*** Materials provided ***

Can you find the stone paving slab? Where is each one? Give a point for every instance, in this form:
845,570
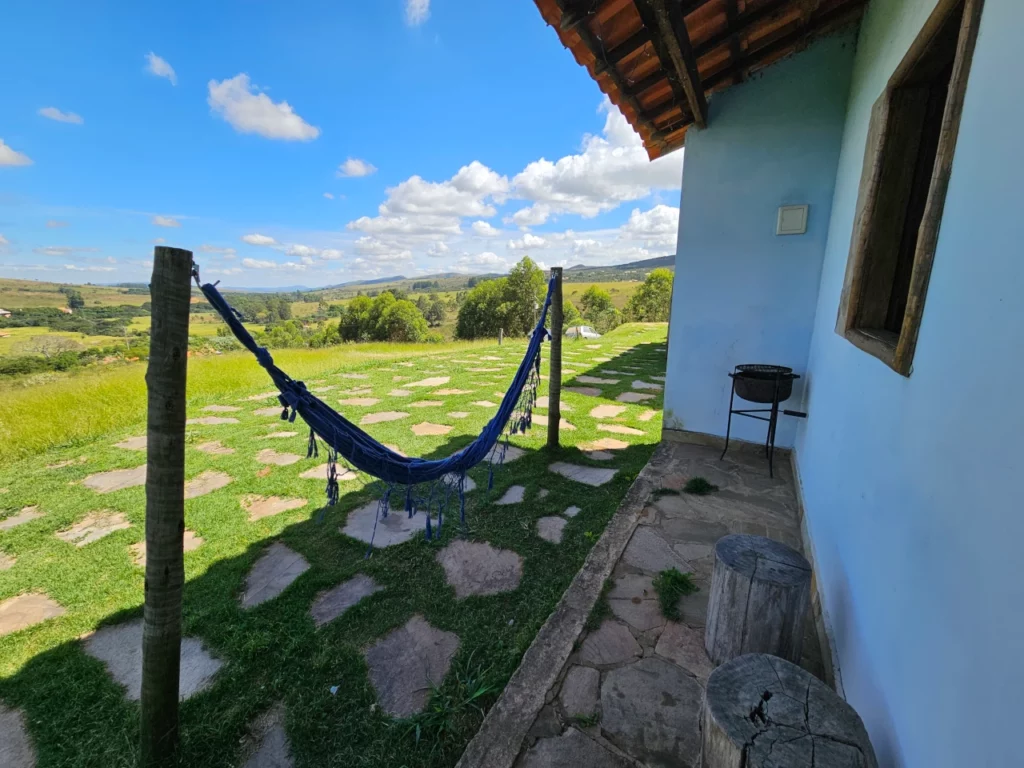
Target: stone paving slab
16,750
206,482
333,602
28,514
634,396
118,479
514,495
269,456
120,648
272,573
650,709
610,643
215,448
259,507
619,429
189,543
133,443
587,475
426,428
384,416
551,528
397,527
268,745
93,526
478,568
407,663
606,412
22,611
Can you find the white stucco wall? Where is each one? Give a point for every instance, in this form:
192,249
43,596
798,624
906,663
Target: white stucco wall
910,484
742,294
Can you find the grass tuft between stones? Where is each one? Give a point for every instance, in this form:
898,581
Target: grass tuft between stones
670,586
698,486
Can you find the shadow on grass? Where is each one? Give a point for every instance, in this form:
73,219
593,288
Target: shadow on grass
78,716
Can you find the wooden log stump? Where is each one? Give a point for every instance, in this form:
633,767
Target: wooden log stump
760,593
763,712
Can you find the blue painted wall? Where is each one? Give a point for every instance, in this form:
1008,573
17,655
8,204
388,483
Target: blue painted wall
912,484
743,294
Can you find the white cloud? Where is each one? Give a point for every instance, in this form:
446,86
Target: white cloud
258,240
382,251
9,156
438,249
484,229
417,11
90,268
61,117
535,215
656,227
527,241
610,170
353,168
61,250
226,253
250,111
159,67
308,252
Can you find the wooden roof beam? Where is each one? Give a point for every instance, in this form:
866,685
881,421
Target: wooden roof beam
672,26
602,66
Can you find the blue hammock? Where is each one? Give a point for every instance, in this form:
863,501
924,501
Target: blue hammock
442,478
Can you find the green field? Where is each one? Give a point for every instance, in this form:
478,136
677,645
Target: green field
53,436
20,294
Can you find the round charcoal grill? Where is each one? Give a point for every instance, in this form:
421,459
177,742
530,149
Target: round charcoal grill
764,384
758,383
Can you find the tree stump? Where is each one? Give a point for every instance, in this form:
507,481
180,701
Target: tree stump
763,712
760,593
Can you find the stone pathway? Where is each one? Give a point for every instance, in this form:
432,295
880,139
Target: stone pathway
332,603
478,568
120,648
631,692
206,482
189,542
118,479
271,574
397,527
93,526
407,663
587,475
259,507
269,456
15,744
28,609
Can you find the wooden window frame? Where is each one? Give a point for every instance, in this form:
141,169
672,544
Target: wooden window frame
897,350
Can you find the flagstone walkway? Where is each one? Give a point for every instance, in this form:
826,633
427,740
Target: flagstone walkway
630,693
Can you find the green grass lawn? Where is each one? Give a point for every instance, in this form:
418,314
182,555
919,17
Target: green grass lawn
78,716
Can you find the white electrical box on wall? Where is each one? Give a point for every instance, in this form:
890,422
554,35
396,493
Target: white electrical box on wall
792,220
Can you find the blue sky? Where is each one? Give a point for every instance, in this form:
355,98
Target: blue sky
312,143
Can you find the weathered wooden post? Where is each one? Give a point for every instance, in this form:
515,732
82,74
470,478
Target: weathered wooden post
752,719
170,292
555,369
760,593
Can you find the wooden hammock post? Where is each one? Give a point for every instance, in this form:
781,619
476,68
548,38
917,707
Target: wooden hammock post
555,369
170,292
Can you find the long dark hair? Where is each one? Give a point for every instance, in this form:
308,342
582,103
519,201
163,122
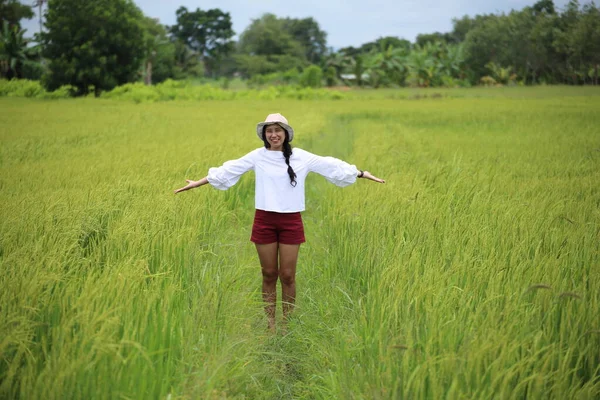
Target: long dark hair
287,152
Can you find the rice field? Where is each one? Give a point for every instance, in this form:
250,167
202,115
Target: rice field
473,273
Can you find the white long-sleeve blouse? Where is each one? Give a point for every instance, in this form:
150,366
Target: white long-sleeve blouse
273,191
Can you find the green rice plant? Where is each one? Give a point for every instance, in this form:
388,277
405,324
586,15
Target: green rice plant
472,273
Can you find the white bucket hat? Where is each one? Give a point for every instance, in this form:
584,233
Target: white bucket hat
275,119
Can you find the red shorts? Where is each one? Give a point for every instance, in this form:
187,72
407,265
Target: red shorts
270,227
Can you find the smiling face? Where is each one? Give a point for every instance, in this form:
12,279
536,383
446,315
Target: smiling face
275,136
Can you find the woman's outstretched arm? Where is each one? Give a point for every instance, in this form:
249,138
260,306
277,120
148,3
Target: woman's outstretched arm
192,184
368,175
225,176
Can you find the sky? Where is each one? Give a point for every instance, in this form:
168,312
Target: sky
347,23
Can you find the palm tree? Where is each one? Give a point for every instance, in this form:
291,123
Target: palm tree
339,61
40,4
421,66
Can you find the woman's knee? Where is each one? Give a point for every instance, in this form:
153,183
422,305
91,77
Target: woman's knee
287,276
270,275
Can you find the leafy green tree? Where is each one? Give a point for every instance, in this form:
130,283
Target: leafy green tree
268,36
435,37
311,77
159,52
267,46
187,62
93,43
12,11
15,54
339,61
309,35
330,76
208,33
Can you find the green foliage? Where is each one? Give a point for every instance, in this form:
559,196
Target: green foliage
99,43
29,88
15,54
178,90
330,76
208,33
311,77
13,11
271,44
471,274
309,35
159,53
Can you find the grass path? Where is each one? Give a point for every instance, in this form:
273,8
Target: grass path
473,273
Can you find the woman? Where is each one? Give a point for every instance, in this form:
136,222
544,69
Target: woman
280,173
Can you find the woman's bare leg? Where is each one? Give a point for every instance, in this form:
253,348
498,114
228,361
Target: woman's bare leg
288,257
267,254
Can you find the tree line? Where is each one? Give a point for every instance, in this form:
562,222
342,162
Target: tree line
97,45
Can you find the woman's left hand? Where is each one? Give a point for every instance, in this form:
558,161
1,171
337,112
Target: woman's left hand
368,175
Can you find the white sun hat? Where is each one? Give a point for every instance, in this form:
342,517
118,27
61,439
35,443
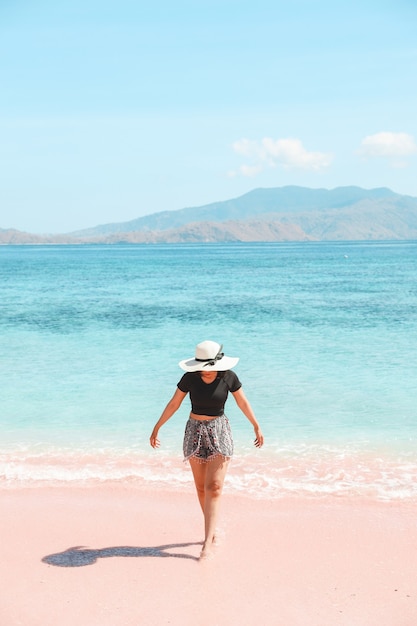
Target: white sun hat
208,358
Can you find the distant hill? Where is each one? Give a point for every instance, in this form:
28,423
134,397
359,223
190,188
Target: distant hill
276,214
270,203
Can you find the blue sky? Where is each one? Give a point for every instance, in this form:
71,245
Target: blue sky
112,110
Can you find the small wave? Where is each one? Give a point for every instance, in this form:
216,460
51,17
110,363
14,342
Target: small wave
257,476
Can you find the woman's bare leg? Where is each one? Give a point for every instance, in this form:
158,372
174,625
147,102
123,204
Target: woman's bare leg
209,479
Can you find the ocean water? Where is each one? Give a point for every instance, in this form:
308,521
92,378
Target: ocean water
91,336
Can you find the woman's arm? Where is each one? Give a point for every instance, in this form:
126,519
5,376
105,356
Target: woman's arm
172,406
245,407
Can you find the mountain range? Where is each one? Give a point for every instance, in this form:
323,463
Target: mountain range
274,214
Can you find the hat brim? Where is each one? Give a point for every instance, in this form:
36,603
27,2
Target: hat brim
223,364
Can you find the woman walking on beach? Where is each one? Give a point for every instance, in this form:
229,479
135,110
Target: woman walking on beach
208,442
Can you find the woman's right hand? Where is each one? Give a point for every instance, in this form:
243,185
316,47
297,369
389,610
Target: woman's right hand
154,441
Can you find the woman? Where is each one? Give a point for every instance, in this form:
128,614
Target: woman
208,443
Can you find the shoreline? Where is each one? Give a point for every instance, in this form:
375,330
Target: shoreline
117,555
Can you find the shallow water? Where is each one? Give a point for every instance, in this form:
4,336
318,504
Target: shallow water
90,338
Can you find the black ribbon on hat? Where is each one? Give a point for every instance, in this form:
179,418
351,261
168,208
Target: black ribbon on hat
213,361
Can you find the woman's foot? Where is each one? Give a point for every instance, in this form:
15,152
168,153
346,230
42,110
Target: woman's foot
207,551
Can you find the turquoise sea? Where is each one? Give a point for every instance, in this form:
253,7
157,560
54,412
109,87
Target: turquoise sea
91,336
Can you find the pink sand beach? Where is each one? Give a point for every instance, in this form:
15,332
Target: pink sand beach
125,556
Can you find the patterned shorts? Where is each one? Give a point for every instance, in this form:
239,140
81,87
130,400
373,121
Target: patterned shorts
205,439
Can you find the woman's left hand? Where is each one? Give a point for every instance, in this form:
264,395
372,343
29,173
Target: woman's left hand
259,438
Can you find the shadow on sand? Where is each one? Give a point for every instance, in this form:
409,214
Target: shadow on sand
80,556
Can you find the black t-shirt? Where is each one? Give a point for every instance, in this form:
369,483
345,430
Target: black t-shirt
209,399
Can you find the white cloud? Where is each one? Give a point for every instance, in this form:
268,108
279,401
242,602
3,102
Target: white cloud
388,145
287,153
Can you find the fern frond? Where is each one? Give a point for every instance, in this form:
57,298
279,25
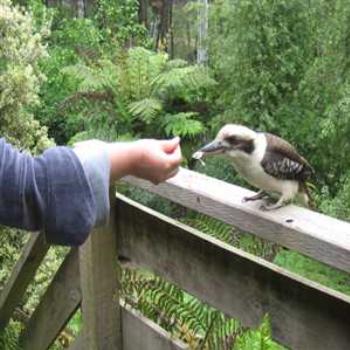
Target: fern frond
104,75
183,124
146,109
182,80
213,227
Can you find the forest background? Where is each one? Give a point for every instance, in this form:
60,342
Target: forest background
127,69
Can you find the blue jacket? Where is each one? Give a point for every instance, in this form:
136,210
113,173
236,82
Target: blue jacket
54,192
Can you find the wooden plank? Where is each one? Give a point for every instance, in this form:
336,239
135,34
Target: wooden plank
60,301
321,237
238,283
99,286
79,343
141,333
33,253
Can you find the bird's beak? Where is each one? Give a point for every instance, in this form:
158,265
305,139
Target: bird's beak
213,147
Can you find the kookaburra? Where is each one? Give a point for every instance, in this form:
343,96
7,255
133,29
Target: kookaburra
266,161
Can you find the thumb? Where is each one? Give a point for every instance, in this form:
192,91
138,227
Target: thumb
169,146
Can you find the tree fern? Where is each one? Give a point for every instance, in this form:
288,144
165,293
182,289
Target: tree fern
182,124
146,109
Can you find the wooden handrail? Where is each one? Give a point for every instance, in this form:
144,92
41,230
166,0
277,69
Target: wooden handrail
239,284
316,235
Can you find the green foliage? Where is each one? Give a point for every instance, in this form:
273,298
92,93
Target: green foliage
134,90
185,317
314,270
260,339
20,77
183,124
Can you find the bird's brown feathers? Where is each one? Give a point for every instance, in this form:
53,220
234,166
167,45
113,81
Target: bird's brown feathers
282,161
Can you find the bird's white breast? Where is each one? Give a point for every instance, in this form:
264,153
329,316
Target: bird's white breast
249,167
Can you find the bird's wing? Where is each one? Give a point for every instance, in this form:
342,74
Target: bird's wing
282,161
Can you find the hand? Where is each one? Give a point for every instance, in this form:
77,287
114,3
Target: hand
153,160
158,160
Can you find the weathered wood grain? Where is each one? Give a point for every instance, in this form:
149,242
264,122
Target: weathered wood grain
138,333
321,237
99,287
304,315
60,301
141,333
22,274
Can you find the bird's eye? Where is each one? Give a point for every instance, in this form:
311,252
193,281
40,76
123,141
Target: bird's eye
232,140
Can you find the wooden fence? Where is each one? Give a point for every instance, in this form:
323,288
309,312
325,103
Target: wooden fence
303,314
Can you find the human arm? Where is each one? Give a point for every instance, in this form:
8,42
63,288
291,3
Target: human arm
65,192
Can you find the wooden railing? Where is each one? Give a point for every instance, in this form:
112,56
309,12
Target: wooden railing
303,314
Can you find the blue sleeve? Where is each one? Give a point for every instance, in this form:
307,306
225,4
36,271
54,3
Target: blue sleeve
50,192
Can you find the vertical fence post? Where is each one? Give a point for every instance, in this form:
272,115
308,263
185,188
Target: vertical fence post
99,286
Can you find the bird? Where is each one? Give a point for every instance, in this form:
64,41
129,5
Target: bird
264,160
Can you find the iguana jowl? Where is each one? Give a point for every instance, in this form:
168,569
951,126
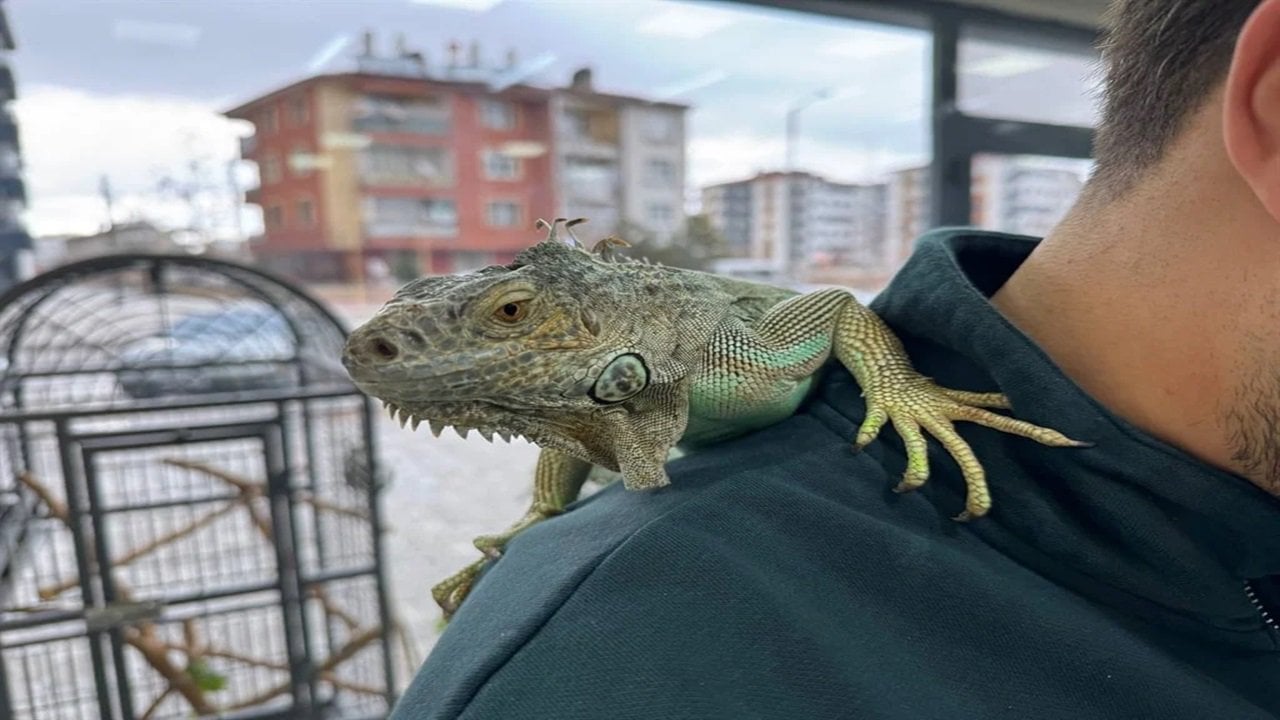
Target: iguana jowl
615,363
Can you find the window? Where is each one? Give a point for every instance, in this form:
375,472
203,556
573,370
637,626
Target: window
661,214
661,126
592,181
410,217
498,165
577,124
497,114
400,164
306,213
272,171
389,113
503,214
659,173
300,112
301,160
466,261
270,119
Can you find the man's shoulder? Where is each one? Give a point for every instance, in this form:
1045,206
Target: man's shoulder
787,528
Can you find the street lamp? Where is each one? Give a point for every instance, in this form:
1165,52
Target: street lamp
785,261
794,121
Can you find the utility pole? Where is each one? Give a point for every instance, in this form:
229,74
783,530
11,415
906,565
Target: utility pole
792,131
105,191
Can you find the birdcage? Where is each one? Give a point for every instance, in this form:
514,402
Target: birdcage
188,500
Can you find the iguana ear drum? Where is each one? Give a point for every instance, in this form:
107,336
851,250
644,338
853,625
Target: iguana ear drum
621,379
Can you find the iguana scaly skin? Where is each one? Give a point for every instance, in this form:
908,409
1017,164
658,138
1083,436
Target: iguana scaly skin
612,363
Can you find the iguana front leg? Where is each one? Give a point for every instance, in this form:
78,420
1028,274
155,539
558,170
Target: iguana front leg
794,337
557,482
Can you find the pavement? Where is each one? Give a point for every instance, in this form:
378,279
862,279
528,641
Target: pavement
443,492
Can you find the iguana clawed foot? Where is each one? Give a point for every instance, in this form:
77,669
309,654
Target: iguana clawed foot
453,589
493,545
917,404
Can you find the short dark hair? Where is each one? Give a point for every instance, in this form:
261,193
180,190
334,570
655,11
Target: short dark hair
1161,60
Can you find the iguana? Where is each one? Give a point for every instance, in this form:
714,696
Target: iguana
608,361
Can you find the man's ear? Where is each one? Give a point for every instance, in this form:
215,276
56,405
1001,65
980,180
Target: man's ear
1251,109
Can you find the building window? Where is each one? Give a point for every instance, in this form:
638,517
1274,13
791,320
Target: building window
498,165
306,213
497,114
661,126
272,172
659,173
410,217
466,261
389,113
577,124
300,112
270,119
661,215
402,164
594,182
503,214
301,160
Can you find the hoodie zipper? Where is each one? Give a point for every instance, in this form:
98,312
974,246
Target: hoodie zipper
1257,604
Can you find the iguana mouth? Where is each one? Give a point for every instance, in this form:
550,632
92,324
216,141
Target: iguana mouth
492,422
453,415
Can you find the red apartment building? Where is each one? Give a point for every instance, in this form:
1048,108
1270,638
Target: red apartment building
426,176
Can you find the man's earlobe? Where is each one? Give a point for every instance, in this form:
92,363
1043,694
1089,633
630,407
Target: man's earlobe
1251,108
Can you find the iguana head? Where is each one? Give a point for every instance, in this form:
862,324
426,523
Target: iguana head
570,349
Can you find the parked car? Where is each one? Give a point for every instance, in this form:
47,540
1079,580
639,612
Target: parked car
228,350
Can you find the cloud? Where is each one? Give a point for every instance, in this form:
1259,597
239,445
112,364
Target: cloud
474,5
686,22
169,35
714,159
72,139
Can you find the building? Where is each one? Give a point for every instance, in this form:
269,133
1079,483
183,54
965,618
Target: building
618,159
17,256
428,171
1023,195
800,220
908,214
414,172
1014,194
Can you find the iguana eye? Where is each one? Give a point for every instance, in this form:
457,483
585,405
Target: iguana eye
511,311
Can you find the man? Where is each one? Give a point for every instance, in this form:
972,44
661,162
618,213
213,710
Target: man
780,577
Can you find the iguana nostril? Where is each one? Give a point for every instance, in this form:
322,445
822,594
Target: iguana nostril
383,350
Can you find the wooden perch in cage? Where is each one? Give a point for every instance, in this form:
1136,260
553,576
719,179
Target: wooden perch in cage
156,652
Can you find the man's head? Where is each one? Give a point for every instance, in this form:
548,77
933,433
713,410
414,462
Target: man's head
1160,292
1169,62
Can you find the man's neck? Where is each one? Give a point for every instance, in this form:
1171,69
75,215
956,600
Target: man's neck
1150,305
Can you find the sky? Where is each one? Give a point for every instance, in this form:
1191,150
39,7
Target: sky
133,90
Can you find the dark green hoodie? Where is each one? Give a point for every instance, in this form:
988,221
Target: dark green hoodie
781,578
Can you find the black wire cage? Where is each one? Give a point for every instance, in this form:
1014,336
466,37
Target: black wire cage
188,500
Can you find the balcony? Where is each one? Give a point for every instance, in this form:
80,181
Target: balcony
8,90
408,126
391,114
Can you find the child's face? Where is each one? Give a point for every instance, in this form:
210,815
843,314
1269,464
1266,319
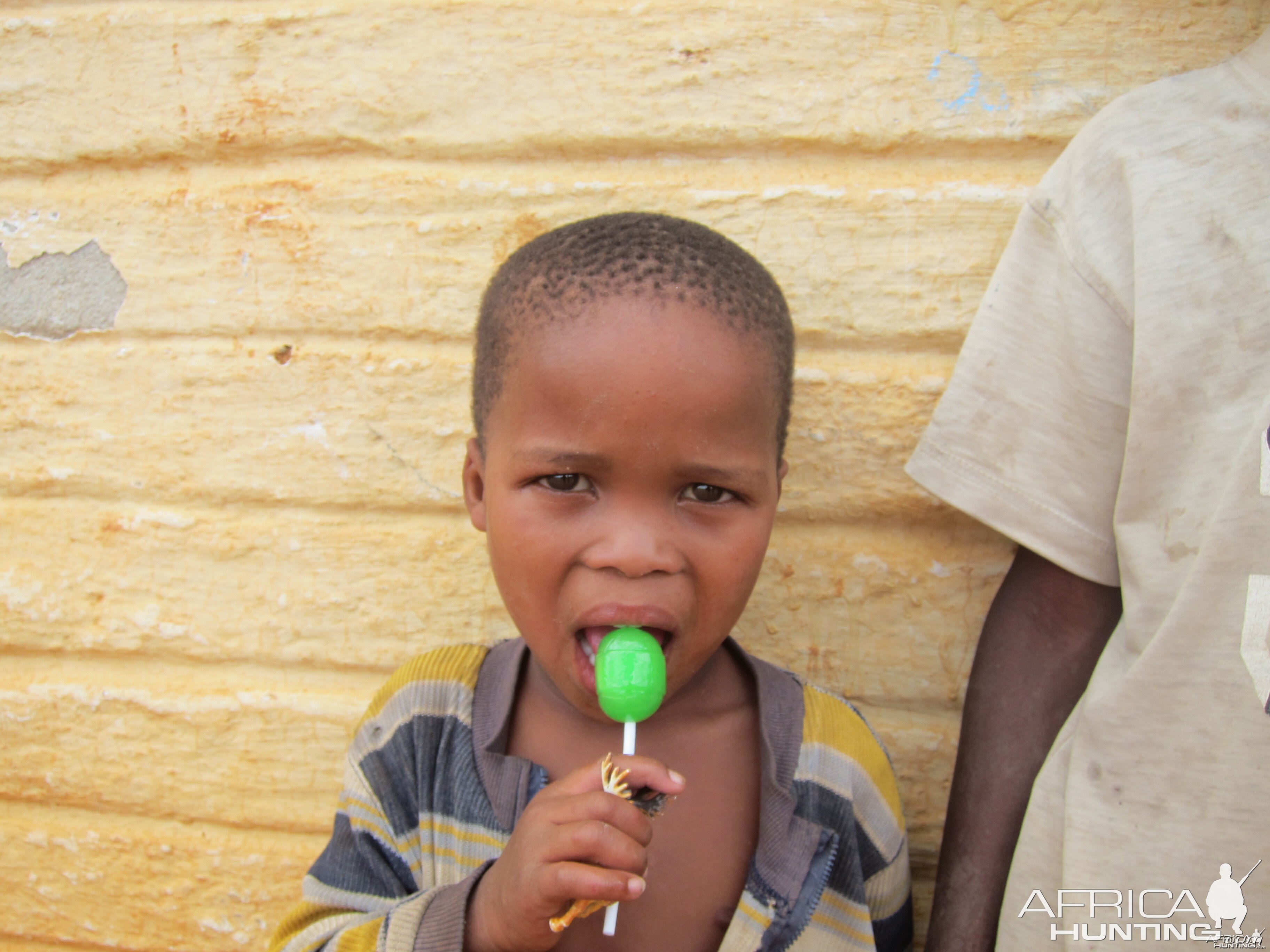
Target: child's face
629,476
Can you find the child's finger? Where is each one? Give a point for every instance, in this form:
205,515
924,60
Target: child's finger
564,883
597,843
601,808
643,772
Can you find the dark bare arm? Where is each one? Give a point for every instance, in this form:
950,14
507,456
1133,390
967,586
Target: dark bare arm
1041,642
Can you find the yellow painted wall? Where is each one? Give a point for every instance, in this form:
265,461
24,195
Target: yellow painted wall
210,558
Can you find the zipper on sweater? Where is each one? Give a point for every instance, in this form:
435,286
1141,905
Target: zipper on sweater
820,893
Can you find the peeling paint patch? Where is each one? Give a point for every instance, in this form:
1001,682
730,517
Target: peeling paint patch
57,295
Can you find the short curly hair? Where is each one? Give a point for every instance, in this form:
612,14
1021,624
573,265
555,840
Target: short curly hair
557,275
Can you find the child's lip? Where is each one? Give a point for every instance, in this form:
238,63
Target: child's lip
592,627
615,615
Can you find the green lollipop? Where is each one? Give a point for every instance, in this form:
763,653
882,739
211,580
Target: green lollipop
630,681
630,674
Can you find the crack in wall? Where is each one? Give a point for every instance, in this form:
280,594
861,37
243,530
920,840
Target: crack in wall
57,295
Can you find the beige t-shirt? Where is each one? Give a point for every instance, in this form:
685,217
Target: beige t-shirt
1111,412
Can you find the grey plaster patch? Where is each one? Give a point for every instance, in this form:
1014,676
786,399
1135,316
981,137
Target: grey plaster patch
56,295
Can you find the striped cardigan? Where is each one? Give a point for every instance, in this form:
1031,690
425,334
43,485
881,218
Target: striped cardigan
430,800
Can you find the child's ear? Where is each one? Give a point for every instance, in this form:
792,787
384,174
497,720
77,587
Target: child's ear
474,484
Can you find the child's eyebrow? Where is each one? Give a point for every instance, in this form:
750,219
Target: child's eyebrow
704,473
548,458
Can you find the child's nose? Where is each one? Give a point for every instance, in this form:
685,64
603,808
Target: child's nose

***

For this data, state how many lines include the word "nose", with nothing added.

2